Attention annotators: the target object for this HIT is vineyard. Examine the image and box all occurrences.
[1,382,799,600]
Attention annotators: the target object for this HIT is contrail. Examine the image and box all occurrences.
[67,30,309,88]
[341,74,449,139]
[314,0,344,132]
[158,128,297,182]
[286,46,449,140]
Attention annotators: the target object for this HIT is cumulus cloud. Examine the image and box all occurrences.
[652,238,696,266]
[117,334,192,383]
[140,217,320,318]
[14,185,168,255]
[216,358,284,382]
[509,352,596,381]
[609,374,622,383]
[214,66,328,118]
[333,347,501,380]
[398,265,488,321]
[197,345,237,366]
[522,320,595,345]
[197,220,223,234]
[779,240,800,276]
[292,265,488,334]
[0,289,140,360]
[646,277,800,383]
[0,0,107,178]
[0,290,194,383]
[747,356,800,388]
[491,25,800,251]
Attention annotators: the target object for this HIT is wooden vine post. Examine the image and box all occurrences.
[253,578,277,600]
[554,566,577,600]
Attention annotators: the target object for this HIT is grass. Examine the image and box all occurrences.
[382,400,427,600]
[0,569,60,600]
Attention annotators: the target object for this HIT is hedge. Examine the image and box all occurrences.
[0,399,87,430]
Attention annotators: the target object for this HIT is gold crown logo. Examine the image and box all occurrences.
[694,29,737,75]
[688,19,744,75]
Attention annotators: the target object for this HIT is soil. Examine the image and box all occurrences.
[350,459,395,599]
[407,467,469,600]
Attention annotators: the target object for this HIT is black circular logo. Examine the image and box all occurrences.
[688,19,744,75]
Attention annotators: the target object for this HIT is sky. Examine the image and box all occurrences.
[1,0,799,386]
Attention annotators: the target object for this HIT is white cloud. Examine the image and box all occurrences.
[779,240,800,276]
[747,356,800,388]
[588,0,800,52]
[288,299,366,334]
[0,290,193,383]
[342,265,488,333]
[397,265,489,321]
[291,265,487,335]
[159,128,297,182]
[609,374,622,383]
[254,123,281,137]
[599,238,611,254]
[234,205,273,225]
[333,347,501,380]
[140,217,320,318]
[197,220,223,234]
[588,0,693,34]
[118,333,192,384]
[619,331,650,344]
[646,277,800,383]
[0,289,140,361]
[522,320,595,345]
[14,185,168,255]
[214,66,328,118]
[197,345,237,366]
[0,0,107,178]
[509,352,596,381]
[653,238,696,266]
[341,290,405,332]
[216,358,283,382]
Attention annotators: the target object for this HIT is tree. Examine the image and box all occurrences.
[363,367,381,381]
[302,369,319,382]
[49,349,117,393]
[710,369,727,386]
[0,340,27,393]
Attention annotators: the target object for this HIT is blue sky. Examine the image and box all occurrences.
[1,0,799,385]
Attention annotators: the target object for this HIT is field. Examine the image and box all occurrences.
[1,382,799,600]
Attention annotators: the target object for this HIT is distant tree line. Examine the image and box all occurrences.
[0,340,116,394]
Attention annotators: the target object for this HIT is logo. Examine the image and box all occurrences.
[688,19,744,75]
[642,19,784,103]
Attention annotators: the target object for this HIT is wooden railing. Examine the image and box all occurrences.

- **DIRECTIONS**
Exactly as written above, please repeat the entries.

- **TASK SOLUTION**
Attention annotators: the target object for this HIT is vineyard. Examine the image and box all occurrences.
[1,382,799,600]
Attention annotators: the target object for this HIT is contrail. Examine the image and box all occurrences.
[67,30,309,88]
[341,74,449,139]
[314,0,344,132]
[158,128,297,182]
[286,46,449,140]
Attention annotators: the target object for this HIT is cumulus cloud. Examine the image and box all occurrences.
[652,238,696,266]
[117,334,192,383]
[140,217,320,318]
[14,185,168,255]
[216,358,284,382]
[509,352,596,381]
[609,374,622,383]
[214,66,328,118]
[333,347,501,380]
[398,265,488,321]
[197,345,237,366]
[522,320,595,345]
[197,220,223,234]
[779,240,800,276]
[292,265,488,334]
[0,289,140,360]
[646,277,800,383]
[0,0,107,178]
[0,290,194,383]
[747,356,800,388]
[491,25,800,251]
Attention annotators: the target object for this HIT is wooden vine post. Examine the image and box all occurrences.
[253,578,277,600]
[554,566,577,600]
Attention annotators: the target object for this HIT is grass. Examine the image and box all occurrences.
[382,400,427,600]
[0,569,60,600]
Attention annotators: the target object for this HIT is hedge. Examine the image and box all occurrences.
[0,399,87,430]
Attention annotators: the target object for this HIT is gold crown logo. Examine the image and box all occurrences.
[694,29,737,75]
[688,19,744,75]
Attention annotators: the target object for this HIT is soil. Examine the image and box all occurrences.
[350,459,395,599]
[407,467,469,600]
Attention annotators: the target object for this HIT is black circular logo. Examine the image and box all occurrences.
[688,19,744,75]
Attention annotators: the target object for this HIT is sky. Examine the image and box all occurrences.
[1,0,799,386]
Attention annotators: the target object for this HIT is white cloud. Examine the image and box all occurrences.
[779,240,800,276]
[747,356,800,388]
[588,0,800,52]
[288,299,366,334]
[0,290,193,383]
[342,265,488,333]
[397,265,489,321]
[291,265,487,335]
[159,128,297,182]
[609,374,622,383]
[254,123,281,137]
[599,238,611,254]
[234,205,273,225]
[333,347,501,380]
[140,217,320,318]
[197,220,223,234]
[588,0,693,34]
[118,333,192,384]
[619,331,650,344]
[646,277,800,383]
[0,289,140,361]
[522,320,595,345]
[14,185,168,255]
[214,66,328,118]
[197,345,237,366]
[0,0,107,178]
[509,352,596,381]
[653,238,696,266]
[341,290,405,332]
[216,358,283,382]
Attention annotators: the target object for this HIT is tree. Examine the image and box all occurrences.
[363,367,381,381]
[302,369,319,382]
[49,349,117,393]
[710,369,727,386]
[0,340,27,393]
Attention annotators: the target object for this HIT is blue sky. Examine the image and box all occurrences.
[1,0,799,385]
Attention annotators: the target object for this HIT is field. Examine the image and box all occurrences.
[1,382,799,600]
Attention annotators: the target object for this HIT is distant tree line. Examine the image and box all occurrences.
[0,340,116,394]
Attention annotators: the target object for this HIT is logo. Examine the image and box all occurrences.
[688,19,744,75]
[642,19,784,103]
Attention annotators: the target object for this HIT is wooden railing. Examine the image and box all occurrences.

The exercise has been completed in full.